§ **Exercise**
Your output is the line containing "Target | lamp base" plus all lines after it to the end of the records, reproduced exactly, with nothing else.

§ **Task material**
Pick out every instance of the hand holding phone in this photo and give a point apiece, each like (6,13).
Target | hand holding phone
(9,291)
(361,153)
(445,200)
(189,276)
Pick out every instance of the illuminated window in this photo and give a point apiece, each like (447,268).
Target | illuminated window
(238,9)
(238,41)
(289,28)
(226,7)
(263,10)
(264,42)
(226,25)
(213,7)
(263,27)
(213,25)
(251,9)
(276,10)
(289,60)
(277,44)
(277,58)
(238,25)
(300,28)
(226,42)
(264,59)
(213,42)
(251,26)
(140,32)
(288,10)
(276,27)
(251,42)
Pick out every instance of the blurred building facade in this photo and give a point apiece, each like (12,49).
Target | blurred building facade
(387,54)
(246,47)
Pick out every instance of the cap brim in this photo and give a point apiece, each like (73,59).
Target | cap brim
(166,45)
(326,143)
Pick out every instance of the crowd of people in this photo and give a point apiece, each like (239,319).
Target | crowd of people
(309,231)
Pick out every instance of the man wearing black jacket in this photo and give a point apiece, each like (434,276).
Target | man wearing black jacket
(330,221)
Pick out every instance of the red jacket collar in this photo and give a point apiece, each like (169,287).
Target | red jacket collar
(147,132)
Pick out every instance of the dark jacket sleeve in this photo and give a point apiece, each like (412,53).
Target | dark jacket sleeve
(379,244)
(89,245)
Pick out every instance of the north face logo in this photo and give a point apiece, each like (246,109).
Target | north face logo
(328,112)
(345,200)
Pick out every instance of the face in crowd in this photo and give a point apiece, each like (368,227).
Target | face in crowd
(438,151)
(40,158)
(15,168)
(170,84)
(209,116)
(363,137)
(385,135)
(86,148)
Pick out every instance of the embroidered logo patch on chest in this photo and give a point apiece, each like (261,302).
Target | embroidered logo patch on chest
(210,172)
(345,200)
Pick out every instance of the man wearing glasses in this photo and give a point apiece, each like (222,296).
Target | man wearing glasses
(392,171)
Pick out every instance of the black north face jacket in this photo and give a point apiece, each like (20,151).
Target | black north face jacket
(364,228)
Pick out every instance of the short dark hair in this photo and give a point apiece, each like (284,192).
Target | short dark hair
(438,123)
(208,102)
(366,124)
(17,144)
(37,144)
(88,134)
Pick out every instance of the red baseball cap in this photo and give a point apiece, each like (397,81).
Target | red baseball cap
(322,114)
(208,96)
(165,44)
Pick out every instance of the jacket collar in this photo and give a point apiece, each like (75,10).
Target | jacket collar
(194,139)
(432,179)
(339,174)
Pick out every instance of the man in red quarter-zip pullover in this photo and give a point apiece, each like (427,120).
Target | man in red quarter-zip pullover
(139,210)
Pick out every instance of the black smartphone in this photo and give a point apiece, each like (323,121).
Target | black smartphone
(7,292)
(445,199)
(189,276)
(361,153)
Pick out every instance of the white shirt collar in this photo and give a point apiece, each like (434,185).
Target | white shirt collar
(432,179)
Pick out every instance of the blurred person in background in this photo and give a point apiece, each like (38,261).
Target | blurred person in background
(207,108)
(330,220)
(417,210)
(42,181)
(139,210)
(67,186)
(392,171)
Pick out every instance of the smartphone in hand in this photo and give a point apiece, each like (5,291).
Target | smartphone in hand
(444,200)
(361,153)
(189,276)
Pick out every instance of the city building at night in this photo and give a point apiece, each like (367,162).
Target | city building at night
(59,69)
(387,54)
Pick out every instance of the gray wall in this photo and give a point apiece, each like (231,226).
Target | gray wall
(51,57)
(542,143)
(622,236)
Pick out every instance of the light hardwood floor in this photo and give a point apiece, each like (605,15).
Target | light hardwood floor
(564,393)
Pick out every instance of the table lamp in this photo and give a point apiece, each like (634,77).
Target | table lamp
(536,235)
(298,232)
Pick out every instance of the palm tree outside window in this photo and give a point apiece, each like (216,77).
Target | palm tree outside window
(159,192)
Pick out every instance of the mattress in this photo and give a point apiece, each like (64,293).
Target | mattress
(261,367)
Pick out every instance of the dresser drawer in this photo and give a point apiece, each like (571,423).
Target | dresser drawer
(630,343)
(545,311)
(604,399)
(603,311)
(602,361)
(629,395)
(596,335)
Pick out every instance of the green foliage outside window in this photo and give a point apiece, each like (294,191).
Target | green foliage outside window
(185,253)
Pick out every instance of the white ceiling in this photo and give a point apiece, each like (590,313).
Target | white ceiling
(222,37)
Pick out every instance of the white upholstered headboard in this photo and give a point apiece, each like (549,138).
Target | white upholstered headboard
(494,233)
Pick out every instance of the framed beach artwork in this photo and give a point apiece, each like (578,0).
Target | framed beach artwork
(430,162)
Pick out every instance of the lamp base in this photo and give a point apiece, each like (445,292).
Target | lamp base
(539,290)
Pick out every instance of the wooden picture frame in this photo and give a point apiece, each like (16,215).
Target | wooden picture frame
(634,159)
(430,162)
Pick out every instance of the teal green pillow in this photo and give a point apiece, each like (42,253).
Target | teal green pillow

§ **Expected answer**
Target | lamp base
(539,290)
Pick out every instance of the wooden picture frame in this photo and give a point apiece, each like (16,215).
Target | wooden picture frame
(634,159)
(430,162)
Pick out every instance of the teal green pillow in this photo and give a point apiece, each like (42,253).
Target | teal green pillow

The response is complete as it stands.